Directions for this task: The entries follow. Please return all of them exactly.
Listed records START
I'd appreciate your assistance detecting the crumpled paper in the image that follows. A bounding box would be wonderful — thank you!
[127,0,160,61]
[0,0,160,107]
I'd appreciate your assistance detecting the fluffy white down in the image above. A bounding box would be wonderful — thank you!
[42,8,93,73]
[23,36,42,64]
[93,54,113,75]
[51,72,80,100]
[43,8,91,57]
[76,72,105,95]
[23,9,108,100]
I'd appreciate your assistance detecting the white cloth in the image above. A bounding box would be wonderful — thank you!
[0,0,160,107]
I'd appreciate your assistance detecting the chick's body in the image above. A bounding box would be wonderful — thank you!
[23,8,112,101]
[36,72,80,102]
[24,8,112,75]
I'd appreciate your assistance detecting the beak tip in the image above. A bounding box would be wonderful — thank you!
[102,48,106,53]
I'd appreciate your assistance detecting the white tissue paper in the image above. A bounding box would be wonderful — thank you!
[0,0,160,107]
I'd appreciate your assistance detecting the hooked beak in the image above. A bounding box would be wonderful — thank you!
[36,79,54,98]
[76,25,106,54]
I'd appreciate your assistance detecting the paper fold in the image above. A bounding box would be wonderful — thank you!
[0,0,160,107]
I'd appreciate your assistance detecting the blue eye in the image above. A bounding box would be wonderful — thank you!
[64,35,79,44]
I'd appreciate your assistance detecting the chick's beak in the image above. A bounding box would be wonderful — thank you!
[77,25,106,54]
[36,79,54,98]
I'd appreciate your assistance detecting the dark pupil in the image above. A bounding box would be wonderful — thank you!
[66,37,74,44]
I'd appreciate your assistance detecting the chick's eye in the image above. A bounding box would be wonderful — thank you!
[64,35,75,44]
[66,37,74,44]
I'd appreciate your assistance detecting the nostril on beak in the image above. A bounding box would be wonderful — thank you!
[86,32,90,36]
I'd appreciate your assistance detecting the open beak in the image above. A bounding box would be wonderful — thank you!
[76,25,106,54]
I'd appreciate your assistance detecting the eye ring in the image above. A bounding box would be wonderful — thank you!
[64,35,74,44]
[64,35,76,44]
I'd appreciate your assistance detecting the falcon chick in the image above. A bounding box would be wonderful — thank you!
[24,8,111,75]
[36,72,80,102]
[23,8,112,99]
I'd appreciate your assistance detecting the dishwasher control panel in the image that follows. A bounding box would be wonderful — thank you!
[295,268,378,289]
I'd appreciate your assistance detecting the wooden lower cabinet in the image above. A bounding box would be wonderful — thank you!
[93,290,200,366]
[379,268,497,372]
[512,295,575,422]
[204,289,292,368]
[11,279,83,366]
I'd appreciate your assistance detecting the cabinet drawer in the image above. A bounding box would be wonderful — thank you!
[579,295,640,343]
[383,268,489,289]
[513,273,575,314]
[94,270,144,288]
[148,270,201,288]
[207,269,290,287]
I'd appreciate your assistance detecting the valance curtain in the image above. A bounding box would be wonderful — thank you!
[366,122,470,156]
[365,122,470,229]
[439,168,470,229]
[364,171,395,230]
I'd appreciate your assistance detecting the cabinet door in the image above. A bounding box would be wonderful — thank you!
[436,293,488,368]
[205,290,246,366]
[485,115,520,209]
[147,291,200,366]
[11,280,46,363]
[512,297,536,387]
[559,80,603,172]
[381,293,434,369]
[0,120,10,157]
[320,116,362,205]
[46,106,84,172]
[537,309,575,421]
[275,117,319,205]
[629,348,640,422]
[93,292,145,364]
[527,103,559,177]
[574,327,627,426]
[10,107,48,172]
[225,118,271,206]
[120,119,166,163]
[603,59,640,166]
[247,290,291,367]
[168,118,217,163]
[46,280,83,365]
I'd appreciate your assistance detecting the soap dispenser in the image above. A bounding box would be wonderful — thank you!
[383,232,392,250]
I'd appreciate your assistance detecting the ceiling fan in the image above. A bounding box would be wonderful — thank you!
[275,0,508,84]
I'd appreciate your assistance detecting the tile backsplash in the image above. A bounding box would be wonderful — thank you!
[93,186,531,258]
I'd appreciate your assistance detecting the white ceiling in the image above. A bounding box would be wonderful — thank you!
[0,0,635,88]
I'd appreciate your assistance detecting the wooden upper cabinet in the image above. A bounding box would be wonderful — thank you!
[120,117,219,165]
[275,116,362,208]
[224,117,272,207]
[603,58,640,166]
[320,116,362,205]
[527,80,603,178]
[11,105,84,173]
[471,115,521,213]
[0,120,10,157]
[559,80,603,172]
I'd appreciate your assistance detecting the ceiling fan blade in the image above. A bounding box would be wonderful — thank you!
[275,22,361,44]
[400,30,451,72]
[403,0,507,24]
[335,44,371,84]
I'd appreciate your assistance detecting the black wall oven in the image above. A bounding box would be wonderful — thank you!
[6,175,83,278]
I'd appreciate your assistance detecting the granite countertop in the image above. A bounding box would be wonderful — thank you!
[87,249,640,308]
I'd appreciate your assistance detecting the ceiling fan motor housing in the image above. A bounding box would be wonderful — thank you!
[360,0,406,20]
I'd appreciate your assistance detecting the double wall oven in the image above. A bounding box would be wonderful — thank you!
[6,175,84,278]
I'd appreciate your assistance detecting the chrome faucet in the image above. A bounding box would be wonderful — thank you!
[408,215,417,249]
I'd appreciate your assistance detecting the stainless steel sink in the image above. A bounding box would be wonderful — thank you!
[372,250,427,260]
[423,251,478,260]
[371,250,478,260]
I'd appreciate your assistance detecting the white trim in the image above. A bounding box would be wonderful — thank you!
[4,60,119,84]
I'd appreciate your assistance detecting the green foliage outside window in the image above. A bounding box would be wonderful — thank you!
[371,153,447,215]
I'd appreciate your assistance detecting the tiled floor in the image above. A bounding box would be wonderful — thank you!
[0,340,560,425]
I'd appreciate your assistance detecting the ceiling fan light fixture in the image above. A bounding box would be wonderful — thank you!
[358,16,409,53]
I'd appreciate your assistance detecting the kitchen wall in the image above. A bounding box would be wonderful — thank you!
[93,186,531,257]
Listed records END
Result of this task:
I'd appreciate your assistance detecting the crumpled paper in the image that follows. A bounding box would be wonderful — thank you!
[127,0,160,61]
[0,0,160,107]
I'd appreciate your assistance detecting the fluffy white down in the image above. A bounding box would be wonderful — thank you!
[42,8,93,73]
[23,36,42,64]
[93,54,113,75]
[51,72,80,100]
[43,8,91,57]
[76,72,105,95]
[23,9,108,100]
I'd appreciate your assistance detecting the white cloth in the image above. A bounding box would be wonderful — thank you!
[0,0,160,107]
I'd appreciate your assistance detecting the chick's body in the image above. A bounding box would be wonderful — thank you!
[23,8,112,101]
[36,72,80,102]
[24,8,112,75]
I'd appreciate your assistance detecting the beak tip in the image above. A bounding box would be wonderful — thank you!
[102,48,106,53]
I'd appreciate your assistance detecting the white tissue paper in the image above. A bounding box would be wonderful — thank you!
[0,0,160,107]
I'd appreciate your assistance detecting the hooked beak in the image above. A bounding box would be wonderful — thank you!
[36,79,54,98]
[76,25,106,54]
I'd appreciate your assistance detecting the paper fold in the image above. A bounding box would be wonderful — thank you!
[0,0,160,107]
I'd appreciate your assistance detecting the blue eye in the image above. A bounding box would be wonderful — thank you!
[64,35,79,44]
I'd appreciate your assistance detecting the chick's beak in the image above. A bounding box would be wonderful — thank you!
[77,25,106,54]
[36,79,54,98]
I'd appreciate your assistance detecting the dark pupil in the image above. A bounding box would be wonderful — thank you!
[66,37,74,44]
I'd appreciate your assistance detecting the chick's eye in the image above. A bounding box would be wonderful — thank you!
[64,35,75,44]
[66,37,74,44]
I'd appreciate your assistance detecting the nostril on beak in the image above. A bounding box would be wonderful — thank you!
[86,32,90,36]
I'd appreciate your assistance detecting the open beak in the image above. A bounding box would be wonderful — thank you!
[76,25,106,54]
I'd appreciate your assistance detecting the eye ring in the image above. A bounding box would be wonderful — thank you!
[64,35,74,44]
[64,35,76,44]
I'd appreciate your assistance detecting the falcon chick in the image above. A bounding box would be wonderful — thank you!
[24,8,111,75]
[36,72,80,102]
[23,8,112,99]
I'd appreciate your assistance detecting the dishwasher control panel in the image that follows. A bounding box would be wonderful — thank you!
[295,268,378,289]
I'd appreciate your assistance detecting the wooden lower cabinet in the image above. A bounding box would be wonderful — thank you!
[93,290,200,366]
[379,268,497,372]
[512,295,575,422]
[204,289,292,368]
[11,279,83,366]
I'd appreciate your assistance detecting the cabinet drawer in the image above. A bounding box would be wonderful — thank you!
[579,295,640,343]
[383,268,489,289]
[513,273,575,314]
[94,270,144,288]
[148,270,201,288]
[207,269,290,287]
I'd appreciate your assistance detecting the valance curtain in the image above. A bounding box would be wonderful — thank you!
[366,122,470,156]
[365,122,470,229]
[439,168,470,229]
[364,171,395,230]
I'd appreciate your assistance detecting the cabinet door in the image above. A bounding box would be wonderful — thank you!
[436,293,488,368]
[205,290,246,366]
[485,115,520,209]
[147,291,200,366]
[11,280,46,363]
[512,297,536,387]
[559,80,603,172]
[381,293,434,369]
[0,120,10,157]
[320,116,362,205]
[46,106,84,172]
[537,309,575,421]
[275,117,319,205]
[629,348,640,422]
[93,292,145,364]
[527,103,559,177]
[574,327,627,426]
[10,107,48,172]
[225,118,271,206]
[120,119,166,163]
[603,59,640,166]
[247,290,291,367]
[168,118,217,163]
[46,280,83,365]
I'd appreciate your assistance detecting the soap dispenser in the image above. A bounding box would be wonderful — thank you!
[383,232,392,250]
I'd appreciate your assistance detecting the ceiling fan in the image above. A bounding box would be wonderful — thank you!
[275,0,508,84]
I'd appreciate your assistance detecting the tile backsplash in the image above. A bounding box would be wonderful — thank you!
[93,186,531,258]
I'd appreciate your assistance detecting the white ceiling in the image above. A bounding box would be wonderful — thank you!
[0,0,635,88]
I'd appreciate your assistance detecting the wooden upper cabinet in the image above. A bounding box would be wonderful — thank you!
[120,117,219,165]
[275,116,362,208]
[224,117,272,207]
[603,58,640,166]
[320,116,362,205]
[527,80,603,178]
[11,105,84,173]
[471,115,521,213]
[0,120,10,157]
[559,80,603,172]
I'd appreciate your assistance detecting the ceiling fan blade in the image above. A bounding box would be wonderful — thank you!
[275,22,361,44]
[400,30,451,72]
[403,0,507,24]
[335,44,371,84]
I'd appreciate your assistance detecting the black wall oven in the image above. A bounding box would be wonderful — thank you!
[6,175,83,278]
I'd appreciate your assistance detecting the granite countertop in the image above. A bounding box would be wonderful — thank you!
[87,249,640,308]
I'd appreciate your assistance detecting the ceiling fan motor housing in the image above. A bounding box would be wonderful — thank you!
[360,0,406,20]
I'd appreciate your assistance detecting the double wall oven in the image above. A bounding box would be wonderful — thank you!
[6,175,84,278]
I'd appreciate your assistance detecting the chrome faucet in the image above. A bounding box would be wonderful — thank you!
[408,215,417,249]
I'd appreciate your assistance detecting the stainless steel sink in the image above. A bounding box would be wonderful — thank you!
[372,250,427,260]
[423,251,478,260]
[371,250,478,260]
I'd appreciate your assistance detecting the white trim in the image above. A bounding box would be wonderful — thank you!
[4,60,119,84]
I'd appreciate your assistance detecting the green foliage outside window in the image above. A bounding box would be wonderful — thank you!
[371,153,447,215]
I'd appreciate your assistance detecting the tiled floor in the image above. A bounding box would be wonderful — thank you!
[0,340,560,425]
I'd appreciate your assistance detecting the ceiling fan light fixture in the image above. A bounding box would be wonderful — thank you!
[358,16,409,53]
I'd appreciate your assistance detecting the kitchen wall in the image above. A bounding box would be wonderful — thank you!
[93,186,531,257]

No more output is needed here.